# What you should do:
Transcribe precisely those lines of the listing that fall between the line containing "the person kneeling" and the last line, inclusive of both.

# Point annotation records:
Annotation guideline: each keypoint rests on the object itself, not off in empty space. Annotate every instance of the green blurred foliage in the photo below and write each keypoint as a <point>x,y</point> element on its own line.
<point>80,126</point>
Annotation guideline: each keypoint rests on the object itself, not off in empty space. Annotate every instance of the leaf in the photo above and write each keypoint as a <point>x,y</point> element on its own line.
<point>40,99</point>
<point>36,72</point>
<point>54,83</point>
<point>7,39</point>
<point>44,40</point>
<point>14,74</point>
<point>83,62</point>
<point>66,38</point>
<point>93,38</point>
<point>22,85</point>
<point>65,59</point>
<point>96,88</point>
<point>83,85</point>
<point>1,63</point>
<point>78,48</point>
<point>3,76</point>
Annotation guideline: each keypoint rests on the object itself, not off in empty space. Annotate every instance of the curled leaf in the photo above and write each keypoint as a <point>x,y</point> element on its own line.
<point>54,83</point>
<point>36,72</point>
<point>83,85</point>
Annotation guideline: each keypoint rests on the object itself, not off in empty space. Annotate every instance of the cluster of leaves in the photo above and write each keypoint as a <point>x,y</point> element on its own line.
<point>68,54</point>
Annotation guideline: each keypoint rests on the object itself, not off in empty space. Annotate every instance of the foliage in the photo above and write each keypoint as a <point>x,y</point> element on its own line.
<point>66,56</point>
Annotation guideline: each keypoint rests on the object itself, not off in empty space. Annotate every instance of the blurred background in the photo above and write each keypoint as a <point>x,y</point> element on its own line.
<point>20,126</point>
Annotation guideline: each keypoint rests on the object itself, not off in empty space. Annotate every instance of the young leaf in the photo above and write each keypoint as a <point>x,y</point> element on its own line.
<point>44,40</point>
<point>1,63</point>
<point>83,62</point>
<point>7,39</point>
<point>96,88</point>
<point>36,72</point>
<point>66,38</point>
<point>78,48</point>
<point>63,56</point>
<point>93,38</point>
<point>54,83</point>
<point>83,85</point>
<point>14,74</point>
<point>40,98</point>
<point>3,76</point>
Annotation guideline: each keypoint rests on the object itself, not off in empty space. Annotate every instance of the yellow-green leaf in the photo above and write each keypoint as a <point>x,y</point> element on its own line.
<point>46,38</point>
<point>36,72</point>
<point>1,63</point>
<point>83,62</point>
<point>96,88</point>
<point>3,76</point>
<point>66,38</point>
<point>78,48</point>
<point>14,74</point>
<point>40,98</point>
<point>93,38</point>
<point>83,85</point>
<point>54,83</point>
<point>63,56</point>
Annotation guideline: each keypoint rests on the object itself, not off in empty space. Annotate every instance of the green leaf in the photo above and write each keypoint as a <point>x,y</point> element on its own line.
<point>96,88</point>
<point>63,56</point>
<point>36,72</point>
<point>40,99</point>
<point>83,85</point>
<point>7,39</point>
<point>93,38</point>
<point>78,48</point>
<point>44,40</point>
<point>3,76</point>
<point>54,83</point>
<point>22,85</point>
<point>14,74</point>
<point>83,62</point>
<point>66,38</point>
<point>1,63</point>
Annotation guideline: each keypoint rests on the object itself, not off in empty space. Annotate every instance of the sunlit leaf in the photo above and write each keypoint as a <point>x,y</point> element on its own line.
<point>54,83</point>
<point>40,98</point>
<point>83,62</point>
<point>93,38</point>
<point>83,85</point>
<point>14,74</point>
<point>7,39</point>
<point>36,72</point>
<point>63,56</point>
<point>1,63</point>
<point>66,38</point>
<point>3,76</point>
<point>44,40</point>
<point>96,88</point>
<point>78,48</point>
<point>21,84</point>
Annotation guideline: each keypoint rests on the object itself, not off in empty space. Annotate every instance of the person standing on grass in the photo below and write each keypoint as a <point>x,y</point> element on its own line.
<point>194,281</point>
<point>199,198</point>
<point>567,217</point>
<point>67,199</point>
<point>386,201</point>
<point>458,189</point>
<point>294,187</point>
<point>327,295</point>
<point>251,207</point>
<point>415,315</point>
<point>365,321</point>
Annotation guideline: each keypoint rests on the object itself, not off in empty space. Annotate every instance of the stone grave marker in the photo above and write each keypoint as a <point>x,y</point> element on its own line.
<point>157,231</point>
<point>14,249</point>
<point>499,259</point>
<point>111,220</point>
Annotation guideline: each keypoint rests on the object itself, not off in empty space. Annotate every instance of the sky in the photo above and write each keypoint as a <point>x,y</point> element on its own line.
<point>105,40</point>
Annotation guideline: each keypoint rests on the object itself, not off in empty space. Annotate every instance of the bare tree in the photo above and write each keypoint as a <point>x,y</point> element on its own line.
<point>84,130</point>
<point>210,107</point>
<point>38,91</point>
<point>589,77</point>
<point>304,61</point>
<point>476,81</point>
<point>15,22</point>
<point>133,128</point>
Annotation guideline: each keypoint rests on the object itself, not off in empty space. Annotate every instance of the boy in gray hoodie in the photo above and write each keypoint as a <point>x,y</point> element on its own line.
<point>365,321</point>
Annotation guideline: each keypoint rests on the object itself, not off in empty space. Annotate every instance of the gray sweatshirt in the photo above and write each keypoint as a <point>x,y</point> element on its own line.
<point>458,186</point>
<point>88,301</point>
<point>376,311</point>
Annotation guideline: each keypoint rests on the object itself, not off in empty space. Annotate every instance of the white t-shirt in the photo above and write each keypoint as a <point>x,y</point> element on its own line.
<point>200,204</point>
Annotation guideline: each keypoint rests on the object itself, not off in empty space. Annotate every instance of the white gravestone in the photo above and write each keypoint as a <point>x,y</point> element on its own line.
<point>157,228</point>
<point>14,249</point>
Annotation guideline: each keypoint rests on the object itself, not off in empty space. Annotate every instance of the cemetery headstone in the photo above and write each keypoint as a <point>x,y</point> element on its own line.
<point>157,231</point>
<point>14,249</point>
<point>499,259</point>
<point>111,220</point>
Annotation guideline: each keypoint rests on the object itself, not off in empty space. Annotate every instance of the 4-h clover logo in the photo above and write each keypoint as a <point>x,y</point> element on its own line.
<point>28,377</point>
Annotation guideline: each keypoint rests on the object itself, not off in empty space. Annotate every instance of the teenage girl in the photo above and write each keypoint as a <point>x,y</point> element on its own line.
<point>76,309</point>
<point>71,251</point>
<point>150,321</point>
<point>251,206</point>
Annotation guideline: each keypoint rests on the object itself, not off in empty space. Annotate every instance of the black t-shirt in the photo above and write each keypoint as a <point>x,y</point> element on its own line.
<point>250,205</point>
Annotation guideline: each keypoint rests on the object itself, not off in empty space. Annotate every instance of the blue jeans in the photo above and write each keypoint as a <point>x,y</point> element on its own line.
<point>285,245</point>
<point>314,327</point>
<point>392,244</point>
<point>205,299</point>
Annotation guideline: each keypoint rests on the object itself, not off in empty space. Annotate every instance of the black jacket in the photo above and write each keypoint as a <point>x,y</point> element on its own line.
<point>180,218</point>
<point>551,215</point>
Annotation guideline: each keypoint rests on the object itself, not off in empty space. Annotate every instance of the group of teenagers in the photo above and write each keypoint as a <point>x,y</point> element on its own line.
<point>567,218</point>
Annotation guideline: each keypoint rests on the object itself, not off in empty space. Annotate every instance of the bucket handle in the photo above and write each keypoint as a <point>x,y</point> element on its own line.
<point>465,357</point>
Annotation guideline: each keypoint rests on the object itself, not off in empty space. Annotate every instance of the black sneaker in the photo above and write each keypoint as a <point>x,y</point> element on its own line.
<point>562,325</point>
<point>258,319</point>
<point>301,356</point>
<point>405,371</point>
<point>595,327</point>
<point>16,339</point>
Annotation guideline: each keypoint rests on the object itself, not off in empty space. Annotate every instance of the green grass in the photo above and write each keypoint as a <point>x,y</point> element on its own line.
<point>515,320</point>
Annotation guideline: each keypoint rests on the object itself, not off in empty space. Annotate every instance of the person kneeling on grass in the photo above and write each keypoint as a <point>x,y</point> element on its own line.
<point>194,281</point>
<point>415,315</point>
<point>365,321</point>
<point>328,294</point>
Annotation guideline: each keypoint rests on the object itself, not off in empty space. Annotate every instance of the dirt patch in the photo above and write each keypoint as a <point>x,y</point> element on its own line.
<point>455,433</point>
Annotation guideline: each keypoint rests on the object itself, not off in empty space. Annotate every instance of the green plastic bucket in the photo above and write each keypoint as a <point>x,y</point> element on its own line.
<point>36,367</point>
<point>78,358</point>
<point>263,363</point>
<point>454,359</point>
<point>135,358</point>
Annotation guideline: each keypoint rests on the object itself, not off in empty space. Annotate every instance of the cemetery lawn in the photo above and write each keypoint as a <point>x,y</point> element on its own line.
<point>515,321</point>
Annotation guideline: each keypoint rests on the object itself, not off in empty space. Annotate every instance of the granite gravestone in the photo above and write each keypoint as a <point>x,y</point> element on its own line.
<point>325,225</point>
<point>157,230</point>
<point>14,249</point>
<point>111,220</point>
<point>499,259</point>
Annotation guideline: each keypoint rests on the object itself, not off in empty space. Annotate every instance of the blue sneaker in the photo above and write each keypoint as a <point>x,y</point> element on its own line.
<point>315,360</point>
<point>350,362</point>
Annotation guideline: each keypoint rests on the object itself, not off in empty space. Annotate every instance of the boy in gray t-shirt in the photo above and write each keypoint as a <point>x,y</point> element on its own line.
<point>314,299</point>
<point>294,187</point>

# Problem solution:
Annotation guideline: each keypoint rests on the object itself, not off in empty space. Annotate every instance of the person kneeling on grass in the photo above and write each keypoint as a <point>x,y</point> element on its own line.
<point>194,281</point>
<point>415,315</point>
<point>365,321</point>
<point>328,294</point>
Annotation guideline: each keypoint rests on the object itself, not off in empty space. Annotate every instance of the dirt patch in the photo above and write each keypoint as a <point>x,y</point> element on its own line.
<point>455,433</point>
Annotation guideline: each keypoint rests on the object itself, not off in empty space. Annotate every instance of the green plastic bucket in the photo above and write each keypoint as a <point>x,y</point> element on its own line.
<point>36,367</point>
<point>78,358</point>
<point>263,363</point>
<point>454,359</point>
<point>135,358</point>
Annotation guideline: each keypoint rests on the object itself, not off in empty space. Annotate every instance of the cemetery lawn in the photo above and write each keypoint as a <point>x,y</point> element on its own line.
<point>515,321</point>
Annotation guideline: each keypoint rests on the object itself, not off in empty space. Annotate every instance of the granite gravestone in the photo above and write each keypoint as a <point>x,y</point> element on its own line.
<point>325,225</point>
<point>157,230</point>
<point>14,249</point>
<point>111,220</point>
<point>499,259</point>
Annotation guideline: each keypoint rests on the object itself, not off in empty space. Annotate every instance of the blue sneaker in the photo above and write each keypoint as a <point>x,y</point> element on its own line.
<point>315,360</point>
<point>350,362</point>
Annotation guideline: each keypoint rests on the object itself, not off in empty space. Annotate every instance of the boy in gray t-shirt in the photo above and write each keypoint as a <point>x,y</point> element on its own line.
<point>314,299</point>
<point>294,187</point>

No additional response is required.